-- EXERCISE AIM --
Reproduce only the part of the material that opens with the line containing "of the upper" and runs through the end of the material, both ends included, with the request line kept unchanged. Multiply every coordinate in the answers by 2.4 and round each result to a whole number, rounding halves up.

-- DATA TO PROCESS --
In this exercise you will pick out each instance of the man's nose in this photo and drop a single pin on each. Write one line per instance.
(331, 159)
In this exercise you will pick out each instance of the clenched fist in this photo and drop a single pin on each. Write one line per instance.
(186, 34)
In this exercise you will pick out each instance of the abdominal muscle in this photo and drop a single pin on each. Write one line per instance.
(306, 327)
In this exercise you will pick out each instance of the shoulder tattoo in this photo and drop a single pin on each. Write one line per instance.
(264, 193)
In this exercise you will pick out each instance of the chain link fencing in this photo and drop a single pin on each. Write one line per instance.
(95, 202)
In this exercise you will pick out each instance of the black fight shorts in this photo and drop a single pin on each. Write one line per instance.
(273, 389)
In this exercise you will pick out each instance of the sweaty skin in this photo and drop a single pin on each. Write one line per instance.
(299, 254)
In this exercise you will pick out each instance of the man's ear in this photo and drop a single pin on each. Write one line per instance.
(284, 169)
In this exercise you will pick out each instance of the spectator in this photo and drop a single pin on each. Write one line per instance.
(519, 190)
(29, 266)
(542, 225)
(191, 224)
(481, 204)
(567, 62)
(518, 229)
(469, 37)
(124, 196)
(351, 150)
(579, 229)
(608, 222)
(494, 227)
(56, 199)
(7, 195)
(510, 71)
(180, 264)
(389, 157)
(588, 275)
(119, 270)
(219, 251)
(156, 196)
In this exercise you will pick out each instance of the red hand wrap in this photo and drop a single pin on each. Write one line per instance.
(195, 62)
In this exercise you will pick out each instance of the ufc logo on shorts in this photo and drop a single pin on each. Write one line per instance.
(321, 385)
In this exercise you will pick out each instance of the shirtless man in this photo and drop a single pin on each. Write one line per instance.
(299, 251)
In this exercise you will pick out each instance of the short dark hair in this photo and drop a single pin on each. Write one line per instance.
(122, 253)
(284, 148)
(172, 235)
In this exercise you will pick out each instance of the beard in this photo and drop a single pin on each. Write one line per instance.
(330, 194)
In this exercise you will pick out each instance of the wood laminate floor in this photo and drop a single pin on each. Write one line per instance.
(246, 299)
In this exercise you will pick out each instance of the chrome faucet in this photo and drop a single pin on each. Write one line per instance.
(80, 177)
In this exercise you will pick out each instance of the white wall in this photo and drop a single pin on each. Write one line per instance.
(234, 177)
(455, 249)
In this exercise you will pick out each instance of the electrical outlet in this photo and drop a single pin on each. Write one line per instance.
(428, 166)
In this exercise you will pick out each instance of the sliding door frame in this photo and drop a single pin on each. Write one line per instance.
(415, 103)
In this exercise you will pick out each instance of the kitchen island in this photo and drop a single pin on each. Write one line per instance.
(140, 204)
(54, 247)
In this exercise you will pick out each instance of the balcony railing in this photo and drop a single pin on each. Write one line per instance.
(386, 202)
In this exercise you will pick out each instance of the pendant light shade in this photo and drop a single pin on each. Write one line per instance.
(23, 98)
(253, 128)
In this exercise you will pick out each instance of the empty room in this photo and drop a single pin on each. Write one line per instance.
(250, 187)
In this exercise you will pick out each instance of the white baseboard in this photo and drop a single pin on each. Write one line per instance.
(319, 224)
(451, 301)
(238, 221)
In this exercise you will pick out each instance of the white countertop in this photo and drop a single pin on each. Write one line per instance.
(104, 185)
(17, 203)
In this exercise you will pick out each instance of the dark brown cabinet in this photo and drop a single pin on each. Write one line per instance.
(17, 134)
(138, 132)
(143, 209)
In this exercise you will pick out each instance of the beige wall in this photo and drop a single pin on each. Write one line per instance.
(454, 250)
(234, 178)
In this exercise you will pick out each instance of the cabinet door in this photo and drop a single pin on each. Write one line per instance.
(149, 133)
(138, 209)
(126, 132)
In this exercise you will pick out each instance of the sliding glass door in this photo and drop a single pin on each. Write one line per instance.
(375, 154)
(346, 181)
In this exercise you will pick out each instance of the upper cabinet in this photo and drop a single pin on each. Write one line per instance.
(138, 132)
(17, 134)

-- RESPONSE TO THIS TASK --
In this exercise you will pick out each instance of the upper cabinet in this photo and drop a single pin on each. Write one line per instance.
(331, 317)
(41, 322)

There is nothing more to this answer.